**ASSIGNED TASK**
Retype the entries in full, exactly.
━━━━
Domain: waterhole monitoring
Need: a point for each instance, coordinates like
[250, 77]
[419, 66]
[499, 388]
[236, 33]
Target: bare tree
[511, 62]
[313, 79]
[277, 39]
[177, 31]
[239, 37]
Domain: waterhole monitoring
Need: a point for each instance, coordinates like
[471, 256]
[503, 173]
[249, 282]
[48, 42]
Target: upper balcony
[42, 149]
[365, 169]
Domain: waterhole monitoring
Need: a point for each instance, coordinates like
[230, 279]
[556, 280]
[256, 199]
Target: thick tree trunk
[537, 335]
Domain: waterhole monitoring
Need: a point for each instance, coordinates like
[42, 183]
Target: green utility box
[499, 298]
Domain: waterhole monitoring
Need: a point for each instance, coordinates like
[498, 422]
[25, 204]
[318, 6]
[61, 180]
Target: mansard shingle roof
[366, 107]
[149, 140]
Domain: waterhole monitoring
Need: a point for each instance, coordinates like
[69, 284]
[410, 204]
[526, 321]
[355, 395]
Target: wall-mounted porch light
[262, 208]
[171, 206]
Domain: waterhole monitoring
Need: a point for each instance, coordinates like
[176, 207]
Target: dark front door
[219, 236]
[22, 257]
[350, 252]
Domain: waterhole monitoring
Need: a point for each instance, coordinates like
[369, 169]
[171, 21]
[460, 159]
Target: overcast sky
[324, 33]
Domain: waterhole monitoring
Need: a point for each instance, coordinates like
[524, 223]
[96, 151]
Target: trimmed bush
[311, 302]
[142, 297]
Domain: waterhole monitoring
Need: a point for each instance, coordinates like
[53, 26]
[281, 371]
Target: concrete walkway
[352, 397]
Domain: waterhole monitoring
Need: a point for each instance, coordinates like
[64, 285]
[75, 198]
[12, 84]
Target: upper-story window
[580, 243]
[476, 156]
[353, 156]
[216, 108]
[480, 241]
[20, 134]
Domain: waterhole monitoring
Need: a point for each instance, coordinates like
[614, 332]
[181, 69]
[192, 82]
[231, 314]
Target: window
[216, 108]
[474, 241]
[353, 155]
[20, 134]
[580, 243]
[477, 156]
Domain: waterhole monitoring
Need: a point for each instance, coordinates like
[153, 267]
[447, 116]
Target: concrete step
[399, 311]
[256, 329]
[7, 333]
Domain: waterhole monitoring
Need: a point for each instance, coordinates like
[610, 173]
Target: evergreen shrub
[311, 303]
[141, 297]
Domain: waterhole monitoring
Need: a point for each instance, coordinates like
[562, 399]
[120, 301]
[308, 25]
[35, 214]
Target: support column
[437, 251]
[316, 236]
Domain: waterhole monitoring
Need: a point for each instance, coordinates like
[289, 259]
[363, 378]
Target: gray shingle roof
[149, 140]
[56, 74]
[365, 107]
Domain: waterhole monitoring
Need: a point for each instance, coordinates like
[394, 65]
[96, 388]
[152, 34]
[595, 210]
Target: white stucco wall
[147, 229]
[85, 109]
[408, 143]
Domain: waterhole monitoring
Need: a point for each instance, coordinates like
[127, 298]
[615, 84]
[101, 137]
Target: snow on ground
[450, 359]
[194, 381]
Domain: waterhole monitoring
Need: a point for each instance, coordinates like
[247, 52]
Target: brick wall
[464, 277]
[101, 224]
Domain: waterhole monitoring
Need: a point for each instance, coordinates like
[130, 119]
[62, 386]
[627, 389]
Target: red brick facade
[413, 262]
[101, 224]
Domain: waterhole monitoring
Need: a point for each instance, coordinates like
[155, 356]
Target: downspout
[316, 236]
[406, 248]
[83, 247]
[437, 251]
━━━━
**YOUR RESPONSE**
Domain: waterhole monitoring
Need: a point for each instance, coordinates like
[250, 77]
[419, 66]
[499, 388]
[236, 33]
Target: bare tree
[511, 62]
[313, 79]
[277, 39]
[177, 31]
[239, 37]
Domain: waterhole monitoring
Need: a point for each instance, coordinates like
[471, 256]
[503, 173]
[249, 282]
[48, 42]
Target: upper balcony
[42, 149]
[365, 169]
Domain: waterhole monitoring
Need: a point for each instance, coordinates like
[230, 279]
[556, 280]
[256, 199]
Target: thick tree trunk
[537, 335]
Domain: waterhole monitoring
Need: a point for each instance, coordinates like
[42, 183]
Target: green utility box
[499, 298]
Domain: waterhole monitoring
Need: a point for each instance, coordinates like
[498, 422]
[25, 204]
[318, 6]
[61, 180]
Target: mansard shingle roof
[366, 107]
[149, 140]
Domain: waterhole monitoring
Need: a point for each instance, coordinates like
[69, 284]
[410, 204]
[526, 321]
[355, 395]
Target: wall-mounted porch light
[262, 208]
[171, 206]
Domain: waterhole monitoring
Need: a point for each instance, coordinates like
[176, 207]
Target: dark front door
[219, 236]
[22, 257]
[350, 252]
Domain: waterhole monitoring
Need: a point for each instance, coordinates like
[369, 169]
[171, 21]
[460, 159]
Target: overcast sky
[324, 33]
Domain: waterhole monitoring
Need: a point for each instance, coordinates like
[524, 223]
[96, 151]
Target: trimmed bush
[311, 302]
[142, 297]
Domain: waterhole monitoring
Need: a point for each instance, coordinates like
[53, 26]
[281, 371]
Target: concrete walkway
[352, 397]
Domain: waterhole monitoring
Need: a point for each instance, coordinates like
[64, 285]
[75, 198]
[12, 84]
Target: upper-story window
[580, 243]
[476, 156]
[353, 156]
[216, 108]
[480, 241]
[20, 134]
Domain: waterhole monitoring
Need: a point for each instance, coordinates like
[614, 332]
[181, 69]
[192, 82]
[231, 314]
Target: window
[216, 108]
[474, 241]
[353, 155]
[20, 134]
[580, 243]
[477, 156]
Domain: waterhole monitoring
Need: a point for each instance, coordinates like
[153, 267]
[447, 116]
Target: concrete step
[399, 311]
[256, 329]
[7, 333]
Domain: waterhole monitoring
Need: a point for each instance, coordinates like
[610, 173]
Target: evergreen shrub
[311, 303]
[141, 297]
Domain: waterhole monitoring
Need: a point for each instance, coordinates like
[562, 399]
[120, 301]
[308, 25]
[35, 214]
Target: support column
[437, 251]
[316, 236]
Domain: waterhole monitoring
Need: a point for each instance, coordinates like
[289, 259]
[363, 378]
Target: gray shingle roof
[149, 140]
[56, 74]
[365, 107]
Domain: waterhole monitoring
Need: a point for each instance, coordinates like
[394, 65]
[96, 388]
[152, 34]
[595, 210]
Target: white stucco wall
[147, 229]
[85, 109]
[408, 143]
Domain: waterhole monitoring
Need: a point for each instance, coordinates like
[127, 298]
[615, 84]
[101, 137]
Target: snow on ground
[450, 359]
[194, 381]
Domain: waterhole monitoring
Need: a point for each instance, coordinates like
[247, 52]
Target: brick wall
[464, 277]
[101, 224]
Domain: waterhole monitoring
Need: a point for each instance, coordinates like
[130, 119]
[62, 386]
[627, 389]
Target: red brick facade
[413, 262]
[101, 224]
Domain: waterhole monitoring
Need: a point for each instance, coordinates like
[155, 356]
Target: downspout
[316, 236]
[406, 248]
[83, 247]
[437, 251]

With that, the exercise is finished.